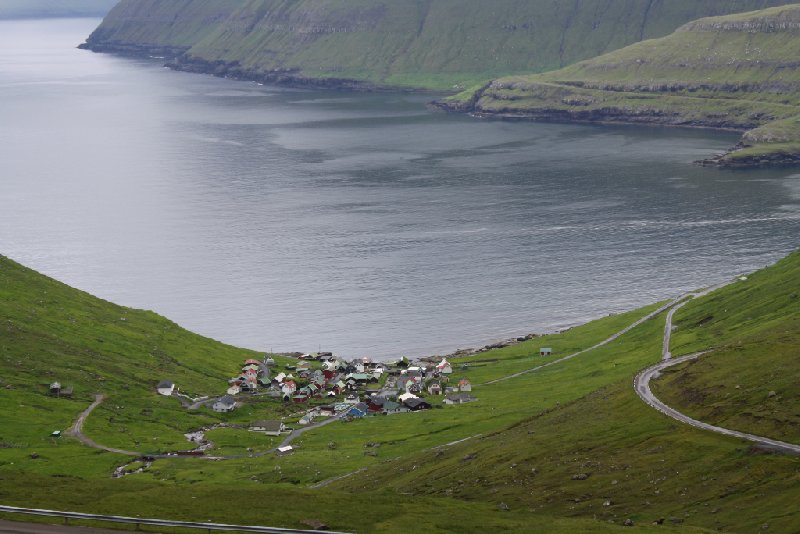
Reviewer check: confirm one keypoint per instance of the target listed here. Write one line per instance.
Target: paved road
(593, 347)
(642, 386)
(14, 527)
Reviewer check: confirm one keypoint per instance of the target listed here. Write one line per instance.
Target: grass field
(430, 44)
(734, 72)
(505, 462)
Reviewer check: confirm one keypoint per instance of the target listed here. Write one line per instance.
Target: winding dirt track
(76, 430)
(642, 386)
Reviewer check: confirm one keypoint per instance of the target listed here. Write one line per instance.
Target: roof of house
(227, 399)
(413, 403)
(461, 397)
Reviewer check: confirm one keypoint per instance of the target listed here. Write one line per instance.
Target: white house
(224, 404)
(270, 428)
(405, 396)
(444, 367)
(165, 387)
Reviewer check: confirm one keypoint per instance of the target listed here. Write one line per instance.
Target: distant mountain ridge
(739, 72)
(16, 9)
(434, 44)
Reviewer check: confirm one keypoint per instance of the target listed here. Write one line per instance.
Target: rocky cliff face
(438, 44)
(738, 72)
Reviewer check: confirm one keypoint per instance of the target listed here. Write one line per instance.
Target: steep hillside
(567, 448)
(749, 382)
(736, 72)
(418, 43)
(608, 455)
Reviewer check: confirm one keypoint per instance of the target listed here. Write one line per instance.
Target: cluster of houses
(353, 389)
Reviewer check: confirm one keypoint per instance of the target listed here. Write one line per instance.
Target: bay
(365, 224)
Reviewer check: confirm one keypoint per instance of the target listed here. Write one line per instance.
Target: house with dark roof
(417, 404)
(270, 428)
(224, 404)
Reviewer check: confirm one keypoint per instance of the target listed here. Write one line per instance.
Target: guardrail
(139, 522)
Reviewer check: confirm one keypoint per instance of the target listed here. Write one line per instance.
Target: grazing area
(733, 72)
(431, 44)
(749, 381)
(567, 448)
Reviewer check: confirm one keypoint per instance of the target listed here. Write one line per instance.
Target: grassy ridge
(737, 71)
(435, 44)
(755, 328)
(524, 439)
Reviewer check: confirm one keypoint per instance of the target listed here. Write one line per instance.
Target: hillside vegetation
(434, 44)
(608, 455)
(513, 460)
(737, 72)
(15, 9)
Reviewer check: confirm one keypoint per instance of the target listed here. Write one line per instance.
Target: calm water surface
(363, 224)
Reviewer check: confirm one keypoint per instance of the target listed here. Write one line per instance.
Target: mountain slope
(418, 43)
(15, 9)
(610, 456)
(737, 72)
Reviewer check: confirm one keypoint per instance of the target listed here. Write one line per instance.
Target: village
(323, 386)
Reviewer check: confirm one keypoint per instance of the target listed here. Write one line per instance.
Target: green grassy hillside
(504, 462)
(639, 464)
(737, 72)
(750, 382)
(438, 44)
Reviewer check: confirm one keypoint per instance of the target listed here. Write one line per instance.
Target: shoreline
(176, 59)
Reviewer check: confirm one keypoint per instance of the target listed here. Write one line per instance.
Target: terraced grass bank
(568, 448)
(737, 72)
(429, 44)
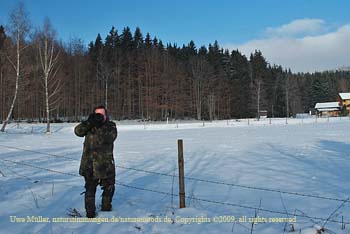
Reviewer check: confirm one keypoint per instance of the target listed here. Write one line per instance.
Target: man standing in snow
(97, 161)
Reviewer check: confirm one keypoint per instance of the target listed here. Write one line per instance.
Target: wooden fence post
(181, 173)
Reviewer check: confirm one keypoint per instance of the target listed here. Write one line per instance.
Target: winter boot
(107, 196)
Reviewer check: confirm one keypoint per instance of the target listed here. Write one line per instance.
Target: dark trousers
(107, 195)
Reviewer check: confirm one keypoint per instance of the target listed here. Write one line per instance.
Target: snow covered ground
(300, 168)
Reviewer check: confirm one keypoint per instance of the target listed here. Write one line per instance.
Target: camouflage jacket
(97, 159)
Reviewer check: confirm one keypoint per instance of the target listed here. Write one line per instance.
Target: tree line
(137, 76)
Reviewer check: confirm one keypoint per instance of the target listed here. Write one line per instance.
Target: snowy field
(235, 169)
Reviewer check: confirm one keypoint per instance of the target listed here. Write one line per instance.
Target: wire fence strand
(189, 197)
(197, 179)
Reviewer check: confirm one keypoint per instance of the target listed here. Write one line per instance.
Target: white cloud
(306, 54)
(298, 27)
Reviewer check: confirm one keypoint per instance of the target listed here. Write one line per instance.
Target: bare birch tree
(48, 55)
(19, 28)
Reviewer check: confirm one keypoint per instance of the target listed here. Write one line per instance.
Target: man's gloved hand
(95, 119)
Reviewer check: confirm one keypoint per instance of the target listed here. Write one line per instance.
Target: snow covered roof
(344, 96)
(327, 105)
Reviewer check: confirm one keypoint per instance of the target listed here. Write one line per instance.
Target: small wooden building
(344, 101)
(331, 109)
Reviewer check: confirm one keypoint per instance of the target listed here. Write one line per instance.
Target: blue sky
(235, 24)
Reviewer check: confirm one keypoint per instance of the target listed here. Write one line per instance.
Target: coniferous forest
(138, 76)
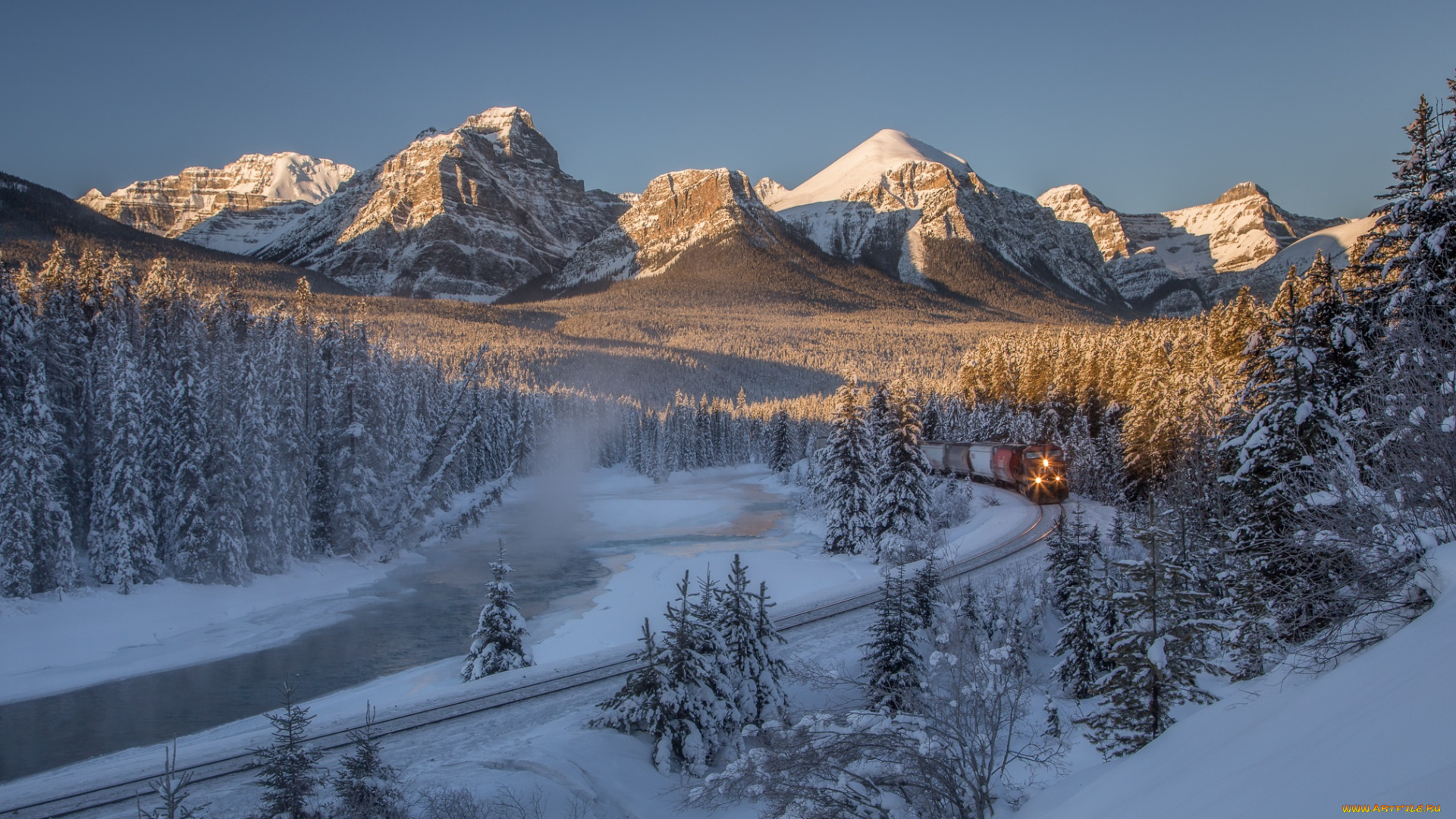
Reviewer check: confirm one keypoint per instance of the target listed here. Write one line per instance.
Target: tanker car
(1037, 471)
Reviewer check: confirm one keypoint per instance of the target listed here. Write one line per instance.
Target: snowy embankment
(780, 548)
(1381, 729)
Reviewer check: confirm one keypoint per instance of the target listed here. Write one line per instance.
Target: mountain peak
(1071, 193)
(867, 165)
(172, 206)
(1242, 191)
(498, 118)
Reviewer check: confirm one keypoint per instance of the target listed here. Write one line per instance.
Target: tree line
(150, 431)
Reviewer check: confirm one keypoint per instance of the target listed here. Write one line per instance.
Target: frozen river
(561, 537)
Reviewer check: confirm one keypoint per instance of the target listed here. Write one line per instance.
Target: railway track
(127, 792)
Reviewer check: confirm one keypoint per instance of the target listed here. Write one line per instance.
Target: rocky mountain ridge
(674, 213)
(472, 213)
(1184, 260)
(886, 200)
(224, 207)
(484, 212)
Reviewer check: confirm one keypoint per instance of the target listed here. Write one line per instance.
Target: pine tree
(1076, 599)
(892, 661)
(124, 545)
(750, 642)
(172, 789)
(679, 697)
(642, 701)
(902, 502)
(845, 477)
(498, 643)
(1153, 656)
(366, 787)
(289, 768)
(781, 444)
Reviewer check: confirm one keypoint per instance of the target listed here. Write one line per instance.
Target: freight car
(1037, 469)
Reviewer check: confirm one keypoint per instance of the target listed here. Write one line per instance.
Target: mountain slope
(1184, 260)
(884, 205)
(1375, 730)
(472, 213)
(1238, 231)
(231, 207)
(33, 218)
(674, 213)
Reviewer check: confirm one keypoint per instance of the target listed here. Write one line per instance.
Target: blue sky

*****

YOUR INSTRUCTIONS = The entries above are to be repeated in full, except for their pictures.

TASK RESPONSE =
Reviewer check: confirm one keypoint per instance of the target listed here. Write one line per instance.
Target: paved road
(593, 347)
(642, 386)
(14, 527)
Reviewer check: confirm one keypoint per instance of the target listed here. Write one line per instance.
Target: grass field
(430, 44)
(734, 72)
(505, 462)
Reviewer check: confirm one keypoint per instance of the target listed here. Write one line per instance.
Target: winding dirt track
(76, 430)
(642, 386)
Reviewer check: confirm one keypoint per instance of the target listed here. Write one line per instance.
Target: roof of house
(227, 399)
(413, 403)
(461, 397)
Reviewer check: confirm one keypoint per instance of the target listed here. Write one line per instance.
Target: white house
(224, 404)
(270, 428)
(405, 396)
(444, 367)
(165, 387)
Reviewer check: confirm one keypoint per instance of the target listed here. Write one line per instance.
Target: distant mountain ridge
(739, 72)
(16, 9)
(434, 44)
Reviewer check: confirm one keypoint per instance of the target listed here. Write one line per instance.
Target: rocky cliff face
(438, 44)
(738, 72)
Reviewer check: confirm one keypoint per instance of the target listed here. Write one line per instance.
Target: steep hillside
(567, 448)
(749, 382)
(736, 72)
(418, 43)
(608, 455)
Reviewer check: confirm one keypoint per instance of the target listed here. Write one line per instance.
Target: cluster of houses
(353, 389)
Reviewer check: confirm one keypoint per instance of the target listed here. Write one line per instance.
Target: bay
(365, 224)
Reviewer check: confirm one keypoint per instance of the target listed here. Write one line per instance.
Target: house with dark roof
(417, 404)
(270, 428)
(224, 404)
Reviewer check: confirm one keypoint per instance of the target listed here. Write one line per instance.
Target: guardrail
(139, 522)
Reviewer check: confirm one keypoint per instance of the target listed here. Write one line per instance.
Target: grazing area
(733, 72)
(431, 44)
(749, 381)
(567, 448)
Reviewer check: confirm one keypoint per instance of the target listed here. Write one line per instance.
Target: grassy ridge
(737, 71)
(435, 44)
(755, 328)
(524, 439)
Reviewer check: confirm one keypoint per instance of the target listed here. Write one line per instance.
Target: hillside vegetation
(434, 44)
(608, 455)
(513, 460)
(737, 72)
(15, 9)
Reviewer check: confirm one keypoint per instance of the target listed here. Write one line per instance.
Target: calm water surface
(363, 224)
Reviewer check: confirm one keypoint per instance of the target listed here. Write one line per instance.
Target: mountain slope
(418, 43)
(15, 9)
(610, 456)
(737, 72)
Reviewer check: confirm one keypoint per instance of the target listed here. Write one line per instance.
Target: village
(323, 386)
Reviewer check: confirm one keypoint per instance of the target listed here. Write one line per instance.
Target: green grassy hillside
(504, 462)
(639, 464)
(737, 72)
(750, 382)
(438, 44)
Reviewer check: confirm one keypoint per instance of the target listed here. Write one line per instance.
Target: shoreline
(176, 59)
Reviewer check: confirm one keypoint per instance of the target listed here. Write one line per instance.
Target: terraced grass bank
(568, 448)
(737, 72)
(429, 44)
Reviewer check: confirm one keypoint per instance of the target listed here. Write one line per instance.
Target: man standing in snow
(97, 161)
Reviewer check: confirm one keypoint per instance of the target listed here. Write one line per instance.
Target: wooden fence post
(181, 173)
Reviewer check: confirm one keypoint per instance of the target listed here. Write one line per instance.
Target: winter boot
(107, 196)
Reviewer check: confirm one keypoint per instance of the target listed here. Write one line per instance.
Target: dark trousers
(107, 195)
Reviewer check: confirm one keypoint per instance of the target listed here. Write one line per instance.
Target: snow covered ground
(300, 168)
Reviewer check: confirm one keypoint per instance of the target listed here. Write one line per instance.
Target: camouflage jacket
(97, 159)
Reviewer check: confirm one keypoint per instance of the target listed here. Write one line per instance.
Target: tree line
(137, 76)
Reviewer check: confirm one keypoint per instance of the target listed here. Write one line per instance.
Target: snowy field
(235, 169)
Reviewer check: confirm one keypoint per instance of the target listed here. Write one line per instance.
Target: wire fence strand
(189, 197)
(197, 179)
Reviewer check: confirm one keypoint per instance of the target listed here. Write one line per instance.
Target: white cloud
(306, 54)
(298, 27)
Reviewer check: confirm one keypoint per instance of the target listed here. Write one line per instance.
Target: bare birch tree
(48, 55)
(19, 28)
Reviewer check: confirm one keypoint per instance of the target listed here. Write one line per instance.
Target: man's gloved hand
(95, 119)
Reviewer check: confirm one keypoint per instance of the target listed here. Write one line per instance.
Target: snow covered roof
(344, 96)
(327, 105)
Reviewer check: confirm one keypoint per instance of the target listed here. Write one line per instance.
Target: small wooden building
(344, 101)
(331, 109)
Reviewer check: confirm one keypoint per instance of the target listed here. Write one line per instance.
Target: blue sky
(235, 24)
Reviewer check: confirm one keypoint per instance of the target listed here. Write one line per instance.
Target: coniferous forest
(138, 76)
Reviewer check: confirm one keypoint per instance of the target listed here. Write one line per instance.
Target: tanker car
(1037, 471)
Reviewer check: confirm one keypoint per instance of the target listed here. Write one line per instance.
Target: snowy embankment
(780, 548)
(1381, 729)
Reviewer check: confirm one keypoint per instance of the target listed here. Write one line per instance.
Target: mountain peak
(1071, 193)
(867, 165)
(172, 206)
(1242, 191)
(498, 118)
Reviewer check: confirm one keypoint per instance of the target listed here. Write one line per instance.
Target: tree line
(150, 431)
Reviewer check: confirm one keypoint per instance of the target listed here. Write one line per instance.
Target: frozen river
(561, 537)
Reviewer check: confirm one keypoint per instance of the target listed here. Write one line per instance.
Target: railway track
(127, 792)
Reviewer check: confirm one keypoint per instance of the target listed here. Write one line per instance.
Target: rocky mountain ridge
(674, 213)
(472, 213)
(1184, 260)
(886, 200)
(224, 207)
(484, 212)
Reviewer check: confirm one keypoint per instance of the target listed here. Write one line per instance.
Target: pine tree
(1076, 599)
(892, 661)
(124, 545)
(750, 642)
(172, 789)
(679, 697)
(642, 701)
(902, 502)
(845, 477)
(498, 643)
(1153, 656)
(366, 787)
(289, 768)
(781, 444)
Reviewer check: confirm one keypoint per instance of the target listed here. Write one line per instance.
Target: freight car
(1037, 469)
Reviewer check: confirm one keypoint per instance of the target listed here. Write one line per instance.
Target: mountain slope
(1184, 260)
(884, 205)
(1375, 730)
(472, 213)
(1238, 231)
(231, 207)
(33, 218)
(674, 213)
Reviewer check: confirm one keypoint per instance of the target listed here. Write one line per instance.
Target: blue sky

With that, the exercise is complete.